» **Records provided**
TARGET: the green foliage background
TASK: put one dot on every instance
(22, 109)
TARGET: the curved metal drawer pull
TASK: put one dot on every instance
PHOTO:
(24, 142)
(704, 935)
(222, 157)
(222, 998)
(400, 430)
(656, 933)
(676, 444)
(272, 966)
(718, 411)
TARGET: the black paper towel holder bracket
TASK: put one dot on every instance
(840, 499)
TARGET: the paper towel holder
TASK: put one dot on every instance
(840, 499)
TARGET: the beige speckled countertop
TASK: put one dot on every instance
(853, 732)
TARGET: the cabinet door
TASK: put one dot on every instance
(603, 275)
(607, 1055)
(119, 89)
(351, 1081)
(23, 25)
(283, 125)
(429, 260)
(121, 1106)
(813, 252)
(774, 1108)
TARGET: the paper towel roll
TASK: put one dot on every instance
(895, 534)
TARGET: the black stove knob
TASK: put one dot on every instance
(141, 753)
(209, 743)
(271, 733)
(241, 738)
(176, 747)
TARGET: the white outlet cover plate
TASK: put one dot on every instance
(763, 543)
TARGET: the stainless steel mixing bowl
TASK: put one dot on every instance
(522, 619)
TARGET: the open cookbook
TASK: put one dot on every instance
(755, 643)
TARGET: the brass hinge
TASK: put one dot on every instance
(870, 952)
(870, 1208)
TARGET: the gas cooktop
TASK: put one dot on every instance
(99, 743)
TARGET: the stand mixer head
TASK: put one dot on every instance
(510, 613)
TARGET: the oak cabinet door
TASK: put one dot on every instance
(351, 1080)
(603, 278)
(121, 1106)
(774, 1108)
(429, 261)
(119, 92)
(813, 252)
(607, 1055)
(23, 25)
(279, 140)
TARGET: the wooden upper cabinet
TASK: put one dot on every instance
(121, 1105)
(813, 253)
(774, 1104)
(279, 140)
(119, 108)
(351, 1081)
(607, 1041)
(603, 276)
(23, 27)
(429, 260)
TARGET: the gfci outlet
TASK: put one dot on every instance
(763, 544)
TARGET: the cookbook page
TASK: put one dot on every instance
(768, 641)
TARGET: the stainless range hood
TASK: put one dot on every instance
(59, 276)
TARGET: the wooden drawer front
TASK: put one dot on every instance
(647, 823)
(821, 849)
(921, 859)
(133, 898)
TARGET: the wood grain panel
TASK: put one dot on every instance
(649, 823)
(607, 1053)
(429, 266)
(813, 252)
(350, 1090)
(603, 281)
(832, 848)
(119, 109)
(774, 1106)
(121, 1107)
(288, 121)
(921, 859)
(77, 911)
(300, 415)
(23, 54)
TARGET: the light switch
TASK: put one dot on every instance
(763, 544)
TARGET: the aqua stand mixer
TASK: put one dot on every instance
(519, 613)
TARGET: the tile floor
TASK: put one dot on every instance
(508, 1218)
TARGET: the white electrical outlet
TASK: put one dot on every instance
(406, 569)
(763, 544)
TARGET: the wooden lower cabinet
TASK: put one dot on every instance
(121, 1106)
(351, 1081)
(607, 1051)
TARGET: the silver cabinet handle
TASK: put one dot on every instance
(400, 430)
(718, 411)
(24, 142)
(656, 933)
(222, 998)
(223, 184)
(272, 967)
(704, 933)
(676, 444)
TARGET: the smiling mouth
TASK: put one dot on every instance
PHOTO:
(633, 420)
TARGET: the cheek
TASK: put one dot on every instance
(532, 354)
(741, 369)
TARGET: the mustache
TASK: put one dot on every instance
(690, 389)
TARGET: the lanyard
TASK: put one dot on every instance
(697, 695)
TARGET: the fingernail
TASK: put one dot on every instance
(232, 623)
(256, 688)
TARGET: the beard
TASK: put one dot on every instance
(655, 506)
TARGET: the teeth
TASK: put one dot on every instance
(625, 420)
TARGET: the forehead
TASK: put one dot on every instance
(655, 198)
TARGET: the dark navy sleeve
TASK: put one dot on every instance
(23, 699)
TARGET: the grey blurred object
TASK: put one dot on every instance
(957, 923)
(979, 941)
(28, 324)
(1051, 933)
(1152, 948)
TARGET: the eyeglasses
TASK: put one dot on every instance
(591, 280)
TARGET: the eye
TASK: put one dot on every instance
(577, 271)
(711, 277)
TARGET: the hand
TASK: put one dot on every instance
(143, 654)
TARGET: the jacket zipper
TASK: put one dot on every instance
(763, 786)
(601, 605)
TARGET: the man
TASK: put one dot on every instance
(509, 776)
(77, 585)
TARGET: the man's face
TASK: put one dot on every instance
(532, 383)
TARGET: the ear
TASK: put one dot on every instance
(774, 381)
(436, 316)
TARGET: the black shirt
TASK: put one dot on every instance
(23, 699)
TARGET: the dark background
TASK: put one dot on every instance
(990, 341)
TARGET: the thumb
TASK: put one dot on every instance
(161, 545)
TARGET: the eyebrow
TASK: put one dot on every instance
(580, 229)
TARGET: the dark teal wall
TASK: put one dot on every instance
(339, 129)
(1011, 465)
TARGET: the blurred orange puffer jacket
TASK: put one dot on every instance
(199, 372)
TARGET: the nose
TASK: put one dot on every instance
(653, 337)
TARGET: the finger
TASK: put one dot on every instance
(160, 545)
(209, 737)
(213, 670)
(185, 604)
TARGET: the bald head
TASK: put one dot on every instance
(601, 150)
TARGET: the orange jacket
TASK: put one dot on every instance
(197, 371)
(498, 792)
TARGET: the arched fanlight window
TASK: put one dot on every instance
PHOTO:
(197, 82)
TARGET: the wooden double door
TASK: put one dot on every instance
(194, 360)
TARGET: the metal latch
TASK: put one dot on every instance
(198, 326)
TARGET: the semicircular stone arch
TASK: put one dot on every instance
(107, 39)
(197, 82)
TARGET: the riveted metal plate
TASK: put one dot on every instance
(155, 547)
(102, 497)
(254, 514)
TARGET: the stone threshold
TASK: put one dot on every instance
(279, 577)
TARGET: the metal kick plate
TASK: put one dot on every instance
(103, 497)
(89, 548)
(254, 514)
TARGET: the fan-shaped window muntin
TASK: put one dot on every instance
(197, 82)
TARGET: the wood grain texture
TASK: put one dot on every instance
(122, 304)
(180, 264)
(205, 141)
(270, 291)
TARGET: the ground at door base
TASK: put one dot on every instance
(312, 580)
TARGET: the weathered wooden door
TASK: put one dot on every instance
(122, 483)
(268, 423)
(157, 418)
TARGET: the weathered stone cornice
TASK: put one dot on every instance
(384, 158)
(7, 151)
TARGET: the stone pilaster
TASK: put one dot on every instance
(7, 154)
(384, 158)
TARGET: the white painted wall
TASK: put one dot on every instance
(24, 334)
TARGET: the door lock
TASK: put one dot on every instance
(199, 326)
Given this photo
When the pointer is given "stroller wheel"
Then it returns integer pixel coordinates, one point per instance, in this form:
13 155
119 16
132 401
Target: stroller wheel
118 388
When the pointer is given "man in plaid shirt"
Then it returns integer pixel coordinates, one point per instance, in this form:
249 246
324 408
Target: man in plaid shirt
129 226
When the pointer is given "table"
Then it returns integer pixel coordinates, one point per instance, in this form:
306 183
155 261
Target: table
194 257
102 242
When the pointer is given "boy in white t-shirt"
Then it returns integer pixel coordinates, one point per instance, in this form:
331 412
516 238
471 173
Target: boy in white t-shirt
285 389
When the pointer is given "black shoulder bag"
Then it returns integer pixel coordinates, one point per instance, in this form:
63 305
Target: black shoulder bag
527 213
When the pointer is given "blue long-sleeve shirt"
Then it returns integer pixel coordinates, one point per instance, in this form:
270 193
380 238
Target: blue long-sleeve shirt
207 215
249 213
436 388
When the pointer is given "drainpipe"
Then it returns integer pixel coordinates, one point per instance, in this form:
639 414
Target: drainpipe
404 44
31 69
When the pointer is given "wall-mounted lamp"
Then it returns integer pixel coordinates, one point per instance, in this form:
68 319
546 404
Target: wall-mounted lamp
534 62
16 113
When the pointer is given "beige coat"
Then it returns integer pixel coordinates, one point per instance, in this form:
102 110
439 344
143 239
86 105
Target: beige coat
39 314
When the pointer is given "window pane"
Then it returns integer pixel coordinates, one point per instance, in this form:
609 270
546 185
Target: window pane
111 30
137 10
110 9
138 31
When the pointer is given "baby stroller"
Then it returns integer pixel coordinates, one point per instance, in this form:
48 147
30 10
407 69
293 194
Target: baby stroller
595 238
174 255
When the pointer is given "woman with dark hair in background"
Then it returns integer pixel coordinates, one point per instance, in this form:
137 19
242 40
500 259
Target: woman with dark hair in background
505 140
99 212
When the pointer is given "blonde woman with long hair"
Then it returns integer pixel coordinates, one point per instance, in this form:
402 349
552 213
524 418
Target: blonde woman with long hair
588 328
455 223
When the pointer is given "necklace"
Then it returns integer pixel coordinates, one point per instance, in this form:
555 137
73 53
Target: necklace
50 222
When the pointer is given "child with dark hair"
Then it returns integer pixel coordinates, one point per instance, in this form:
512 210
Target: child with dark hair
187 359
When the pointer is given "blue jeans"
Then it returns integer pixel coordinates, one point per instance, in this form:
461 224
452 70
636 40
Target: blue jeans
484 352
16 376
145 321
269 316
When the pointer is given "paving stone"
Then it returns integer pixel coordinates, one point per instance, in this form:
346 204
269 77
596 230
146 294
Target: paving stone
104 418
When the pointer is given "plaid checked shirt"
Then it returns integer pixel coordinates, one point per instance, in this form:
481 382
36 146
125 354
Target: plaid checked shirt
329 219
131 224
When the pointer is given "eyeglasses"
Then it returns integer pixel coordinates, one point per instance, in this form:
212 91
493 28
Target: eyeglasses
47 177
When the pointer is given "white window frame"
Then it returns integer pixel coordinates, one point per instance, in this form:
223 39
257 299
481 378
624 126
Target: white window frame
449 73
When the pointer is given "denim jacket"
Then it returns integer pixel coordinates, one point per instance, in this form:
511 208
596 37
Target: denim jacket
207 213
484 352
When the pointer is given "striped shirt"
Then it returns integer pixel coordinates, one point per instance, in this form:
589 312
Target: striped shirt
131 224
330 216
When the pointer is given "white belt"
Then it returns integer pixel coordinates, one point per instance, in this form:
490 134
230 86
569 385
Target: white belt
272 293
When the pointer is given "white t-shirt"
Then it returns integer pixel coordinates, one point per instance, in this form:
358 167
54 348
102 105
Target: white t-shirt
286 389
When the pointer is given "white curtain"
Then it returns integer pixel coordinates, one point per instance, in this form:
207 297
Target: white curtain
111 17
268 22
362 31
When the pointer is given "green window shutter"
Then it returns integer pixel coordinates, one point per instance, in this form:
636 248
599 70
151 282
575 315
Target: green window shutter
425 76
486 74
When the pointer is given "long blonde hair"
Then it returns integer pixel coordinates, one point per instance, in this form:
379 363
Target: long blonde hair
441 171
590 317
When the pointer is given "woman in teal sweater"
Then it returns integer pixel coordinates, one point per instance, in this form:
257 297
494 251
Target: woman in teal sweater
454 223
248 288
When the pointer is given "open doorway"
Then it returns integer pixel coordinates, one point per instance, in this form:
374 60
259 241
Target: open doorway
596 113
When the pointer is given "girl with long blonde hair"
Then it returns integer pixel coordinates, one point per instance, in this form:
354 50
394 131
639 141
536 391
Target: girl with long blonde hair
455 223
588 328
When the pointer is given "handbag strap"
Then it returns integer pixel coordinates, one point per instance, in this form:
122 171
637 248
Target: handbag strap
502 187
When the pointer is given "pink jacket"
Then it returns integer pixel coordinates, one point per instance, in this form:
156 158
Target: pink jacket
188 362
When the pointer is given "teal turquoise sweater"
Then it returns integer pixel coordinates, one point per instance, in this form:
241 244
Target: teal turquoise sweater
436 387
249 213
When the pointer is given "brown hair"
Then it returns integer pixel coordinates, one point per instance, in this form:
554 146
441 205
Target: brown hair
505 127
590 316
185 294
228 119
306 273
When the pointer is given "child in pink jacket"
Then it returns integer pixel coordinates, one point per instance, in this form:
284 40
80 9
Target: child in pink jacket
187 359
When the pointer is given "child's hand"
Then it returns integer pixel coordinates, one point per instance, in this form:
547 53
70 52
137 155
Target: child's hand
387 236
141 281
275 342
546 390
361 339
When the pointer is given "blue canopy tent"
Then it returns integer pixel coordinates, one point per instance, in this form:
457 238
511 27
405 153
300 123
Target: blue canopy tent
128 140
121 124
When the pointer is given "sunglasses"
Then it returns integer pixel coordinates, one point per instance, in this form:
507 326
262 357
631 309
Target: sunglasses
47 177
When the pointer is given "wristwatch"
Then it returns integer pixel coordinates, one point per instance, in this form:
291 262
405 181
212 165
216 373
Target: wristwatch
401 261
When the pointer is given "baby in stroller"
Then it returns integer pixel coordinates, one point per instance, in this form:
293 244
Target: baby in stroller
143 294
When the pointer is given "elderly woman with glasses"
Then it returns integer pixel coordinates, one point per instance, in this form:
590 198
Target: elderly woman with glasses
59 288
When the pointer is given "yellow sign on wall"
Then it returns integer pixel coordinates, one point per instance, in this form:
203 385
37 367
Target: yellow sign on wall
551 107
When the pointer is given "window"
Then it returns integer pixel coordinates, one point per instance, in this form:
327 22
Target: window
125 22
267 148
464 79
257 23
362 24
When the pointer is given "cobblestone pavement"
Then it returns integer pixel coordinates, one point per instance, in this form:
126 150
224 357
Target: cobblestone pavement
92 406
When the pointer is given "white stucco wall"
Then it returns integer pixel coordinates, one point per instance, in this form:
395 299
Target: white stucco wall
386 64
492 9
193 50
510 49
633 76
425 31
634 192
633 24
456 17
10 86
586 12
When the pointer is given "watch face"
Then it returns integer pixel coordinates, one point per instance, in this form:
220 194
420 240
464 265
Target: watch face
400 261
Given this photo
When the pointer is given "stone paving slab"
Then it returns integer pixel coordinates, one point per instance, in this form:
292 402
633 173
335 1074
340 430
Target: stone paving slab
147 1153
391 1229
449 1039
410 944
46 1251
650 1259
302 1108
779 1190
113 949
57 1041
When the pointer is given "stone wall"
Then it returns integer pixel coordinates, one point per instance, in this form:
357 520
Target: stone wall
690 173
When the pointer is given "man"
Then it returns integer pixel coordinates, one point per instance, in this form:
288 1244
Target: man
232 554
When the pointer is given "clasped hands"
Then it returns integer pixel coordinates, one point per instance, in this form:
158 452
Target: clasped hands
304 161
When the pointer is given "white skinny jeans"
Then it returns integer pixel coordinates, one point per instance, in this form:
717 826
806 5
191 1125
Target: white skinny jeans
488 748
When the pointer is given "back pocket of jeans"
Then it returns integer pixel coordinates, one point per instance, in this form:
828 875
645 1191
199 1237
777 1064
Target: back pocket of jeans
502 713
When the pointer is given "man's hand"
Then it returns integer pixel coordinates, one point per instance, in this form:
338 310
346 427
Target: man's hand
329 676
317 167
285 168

» **Exercise**
From the entries above, pull out every line that contains the string "child".

» **Completed exercise**
When the pointer is given "child with dark hair"
Target: child with dark hair
When the pointer is given "child in pink jacket"
Target: child in pink jacket
When the pointer is given "child's hand"
Target: child's hand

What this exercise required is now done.